▶ [Task]: Write the records out again without change. Leave the pictures behind.
-- Data for the task follows --
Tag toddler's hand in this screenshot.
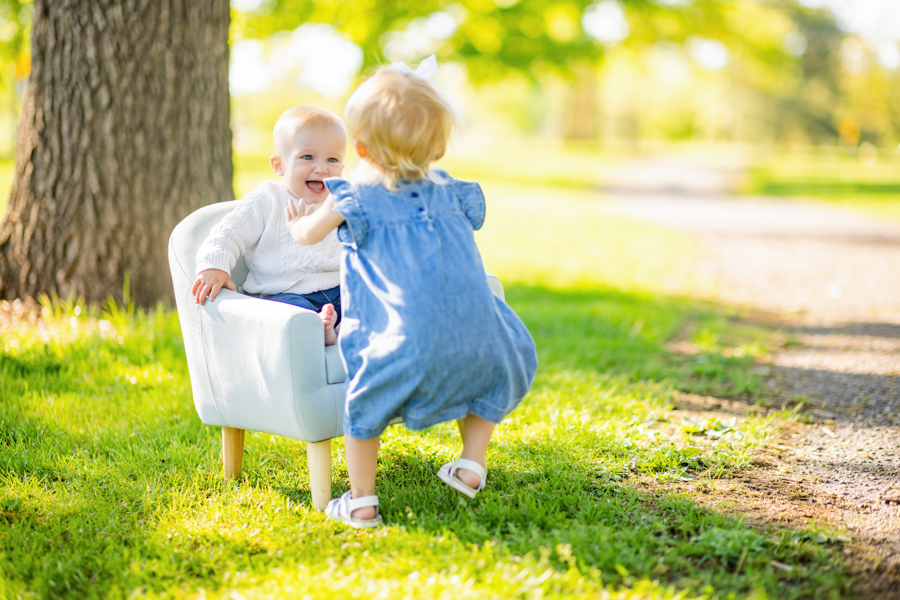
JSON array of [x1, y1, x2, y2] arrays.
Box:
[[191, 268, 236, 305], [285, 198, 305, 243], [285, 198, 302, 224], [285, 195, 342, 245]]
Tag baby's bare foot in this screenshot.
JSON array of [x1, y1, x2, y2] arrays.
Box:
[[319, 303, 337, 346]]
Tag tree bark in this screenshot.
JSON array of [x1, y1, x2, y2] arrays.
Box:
-- Data for the task concluded --
▶ [Solved problem]:
Tag toddler's hand in this screenshot.
JSON array of [x1, y1, x2, y2] arrays.
Box:
[[191, 268, 236, 305], [285, 198, 305, 243], [285, 198, 302, 224], [285, 195, 342, 245]]
Tag baby's bare foot in this screenshot.
JSON array of [x1, y1, x2, y2] arrays.
Box:
[[319, 303, 337, 346]]
Tag tree bark in this screenshot.
JSON array of [x1, y1, x2, y2] arrays.
Box:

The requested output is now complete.